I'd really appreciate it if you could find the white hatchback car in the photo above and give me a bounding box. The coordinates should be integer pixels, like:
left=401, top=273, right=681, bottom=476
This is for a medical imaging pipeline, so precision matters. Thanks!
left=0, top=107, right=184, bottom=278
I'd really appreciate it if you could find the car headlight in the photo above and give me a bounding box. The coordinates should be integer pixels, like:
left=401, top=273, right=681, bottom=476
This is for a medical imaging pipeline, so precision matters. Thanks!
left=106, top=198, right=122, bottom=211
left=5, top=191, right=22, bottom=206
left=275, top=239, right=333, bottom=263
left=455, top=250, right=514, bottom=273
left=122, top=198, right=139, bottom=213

**Exercise task:** Reproduce every line of the records above word for word, leaving each character unchanged.

**Written answer:**
I'd really appreciate it if you could find the white hatchback car in the photo above and give me a bounding box. The coordinates should be integer pixels, like:
left=401, top=273, right=681, bottom=476
This is for a medical imaging pipeline, so precision matters. Thanks!
left=0, top=107, right=184, bottom=278
I'd really appreciate it if you could find the car headlight in the photo above and give me a bounding box. The coordinates should be integer pixels, like:
left=401, top=273, right=681, bottom=476
This is for a medical imaging pipeline, so precision matters. Thanks!
left=106, top=198, right=122, bottom=211
left=5, top=191, right=22, bottom=206
left=275, top=239, right=333, bottom=263
left=455, top=250, right=514, bottom=273
left=122, top=198, right=139, bottom=213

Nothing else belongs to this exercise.